Text section:

>>

Memory allocation is the root of all evil

Most production code is written without its performance being a goal, using “typical” coding patterns for different languages. These patterns tend to be exemplified in articles, official documentation and tutorials. Typical code allows you to get things done rapidly by making use of powerful and flexible language features and APIs. However, typical code is not always the fastest code.

There is one rule of thumb that I have found widely applicable for massive performance gains: get rid of memory allocation!

This is beneficial not only because memory allocation or garbage collection are inherently slow (compared to not doing either) but also because when transforming code to allocate less memory we are often forced to transform the code to a shape that is more efficient for other reasons such as reducing indirection in memory accesses, enabling more compiler optimizations and keeping buffers small and in the CPU cache. Often this requires us to step outside “typical” coding patterns.

In this article I will share a simple step by step example of how we can take a naively written C# function and greatly improve its performance by reducing how much memory it allocates. C# was chosen because its toolchain offers excellent benchmarking and memory analysis capabilities – I have successfully applied this technique to C++ and Rust code with similar results.

<<

Information given:
>>

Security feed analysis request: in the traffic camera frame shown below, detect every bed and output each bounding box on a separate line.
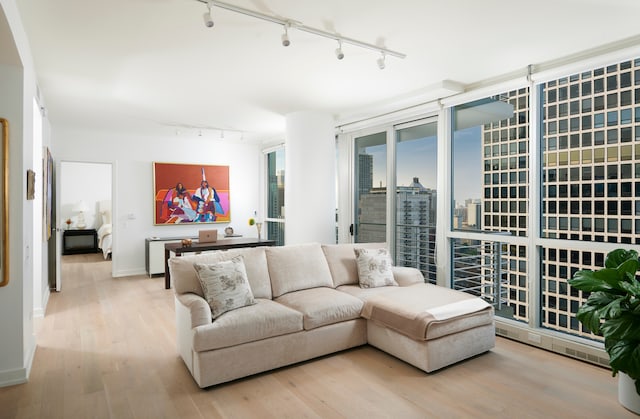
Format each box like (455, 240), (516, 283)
(98, 201), (113, 259)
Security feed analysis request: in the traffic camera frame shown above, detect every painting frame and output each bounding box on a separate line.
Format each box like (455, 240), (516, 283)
(42, 147), (53, 241)
(153, 162), (231, 226)
(0, 118), (9, 287)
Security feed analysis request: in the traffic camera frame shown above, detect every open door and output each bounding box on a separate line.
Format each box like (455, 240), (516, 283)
(55, 161), (113, 291)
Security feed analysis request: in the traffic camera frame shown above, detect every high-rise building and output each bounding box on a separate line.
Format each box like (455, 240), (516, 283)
(482, 60), (640, 337)
(358, 153), (373, 195)
(358, 177), (436, 279)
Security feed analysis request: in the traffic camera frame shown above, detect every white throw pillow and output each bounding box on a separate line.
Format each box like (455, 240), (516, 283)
(353, 248), (398, 288)
(193, 256), (256, 319)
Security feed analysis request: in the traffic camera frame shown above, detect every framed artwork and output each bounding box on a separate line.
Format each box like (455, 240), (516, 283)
(0, 118), (9, 287)
(42, 147), (53, 241)
(153, 162), (231, 225)
(27, 169), (36, 201)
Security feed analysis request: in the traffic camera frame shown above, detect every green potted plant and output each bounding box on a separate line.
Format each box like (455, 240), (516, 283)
(569, 249), (640, 413)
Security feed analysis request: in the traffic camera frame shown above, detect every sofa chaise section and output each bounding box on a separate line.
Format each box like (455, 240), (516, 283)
(169, 243), (495, 387)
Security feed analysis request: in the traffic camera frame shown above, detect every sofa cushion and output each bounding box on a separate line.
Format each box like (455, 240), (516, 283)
(193, 256), (256, 319)
(322, 243), (387, 287)
(193, 298), (302, 352)
(275, 287), (363, 330)
(336, 285), (398, 301)
(265, 243), (333, 298)
(354, 247), (398, 288)
(362, 284), (493, 341)
(169, 247), (271, 298)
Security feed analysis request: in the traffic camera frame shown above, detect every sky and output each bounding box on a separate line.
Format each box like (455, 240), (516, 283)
(366, 126), (483, 202)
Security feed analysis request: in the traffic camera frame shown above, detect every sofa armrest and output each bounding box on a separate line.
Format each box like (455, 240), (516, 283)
(176, 293), (212, 329)
(391, 266), (425, 287)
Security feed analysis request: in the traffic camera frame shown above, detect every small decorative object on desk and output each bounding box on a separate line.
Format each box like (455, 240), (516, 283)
(249, 211), (262, 240)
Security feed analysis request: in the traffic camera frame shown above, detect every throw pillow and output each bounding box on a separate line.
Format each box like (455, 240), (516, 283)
(354, 248), (398, 288)
(193, 256), (256, 319)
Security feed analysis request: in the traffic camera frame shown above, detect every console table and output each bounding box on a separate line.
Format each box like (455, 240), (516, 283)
(164, 238), (276, 289)
(62, 228), (98, 255)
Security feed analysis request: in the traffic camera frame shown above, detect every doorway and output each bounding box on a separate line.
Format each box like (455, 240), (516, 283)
(56, 161), (114, 291)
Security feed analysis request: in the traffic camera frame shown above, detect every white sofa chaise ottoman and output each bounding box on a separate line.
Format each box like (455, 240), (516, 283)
(169, 243), (494, 387)
(362, 284), (495, 372)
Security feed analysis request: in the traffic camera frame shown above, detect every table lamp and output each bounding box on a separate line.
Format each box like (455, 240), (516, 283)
(73, 200), (89, 230)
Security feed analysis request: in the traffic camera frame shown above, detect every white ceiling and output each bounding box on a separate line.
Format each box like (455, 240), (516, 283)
(12, 0), (640, 141)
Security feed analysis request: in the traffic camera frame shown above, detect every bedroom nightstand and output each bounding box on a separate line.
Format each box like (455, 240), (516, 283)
(62, 228), (98, 255)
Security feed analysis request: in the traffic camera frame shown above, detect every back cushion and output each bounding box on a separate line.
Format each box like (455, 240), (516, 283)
(322, 243), (387, 287)
(265, 243), (333, 298)
(169, 247), (271, 299)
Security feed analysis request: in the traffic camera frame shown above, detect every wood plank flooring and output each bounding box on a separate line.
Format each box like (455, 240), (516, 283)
(0, 255), (635, 419)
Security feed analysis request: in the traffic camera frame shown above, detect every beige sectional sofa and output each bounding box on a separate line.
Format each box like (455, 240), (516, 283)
(169, 243), (495, 387)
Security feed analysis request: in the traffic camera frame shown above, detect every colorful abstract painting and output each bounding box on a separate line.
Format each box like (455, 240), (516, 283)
(153, 162), (231, 225)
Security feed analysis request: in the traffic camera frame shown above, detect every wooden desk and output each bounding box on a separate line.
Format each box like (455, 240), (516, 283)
(164, 238), (276, 289)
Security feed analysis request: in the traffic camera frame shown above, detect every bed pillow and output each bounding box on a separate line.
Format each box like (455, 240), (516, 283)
(193, 256), (256, 319)
(353, 247), (398, 288)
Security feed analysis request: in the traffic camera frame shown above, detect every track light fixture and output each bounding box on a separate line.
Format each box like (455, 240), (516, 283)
(196, 0), (406, 70)
(202, 0), (213, 28)
(336, 39), (344, 60)
(282, 24), (291, 47)
(378, 51), (386, 70)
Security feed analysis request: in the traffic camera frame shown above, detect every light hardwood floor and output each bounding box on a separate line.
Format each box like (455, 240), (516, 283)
(0, 255), (634, 418)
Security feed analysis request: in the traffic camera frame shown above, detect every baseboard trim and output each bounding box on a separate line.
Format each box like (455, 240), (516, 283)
(496, 317), (611, 368)
(0, 336), (36, 388)
(113, 269), (147, 278)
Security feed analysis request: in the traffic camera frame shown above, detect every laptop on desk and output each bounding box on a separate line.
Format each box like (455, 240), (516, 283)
(198, 230), (218, 243)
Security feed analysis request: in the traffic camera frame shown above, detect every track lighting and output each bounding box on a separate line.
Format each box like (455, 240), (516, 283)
(202, 1), (213, 28)
(378, 51), (386, 70)
(336, 39), (344, 60)
(196, 0), (406, 65)
(282, 25), (291, 47)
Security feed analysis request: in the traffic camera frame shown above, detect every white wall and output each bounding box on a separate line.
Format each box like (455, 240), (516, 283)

<<

Jobs:
a) Translate this sentence from the memory allocation article into Spanish: "However, typical code is not always the fastest code."
b) According to the memory allocation article, why was C# chosen for the example?
Answer using only the memory allocation article.

Per-task outputs:
a) Sin embargo, el código típico no siempre es el código más rápido.

b) Its toolchain offers excellent benchmarking and memory analysis capabilities.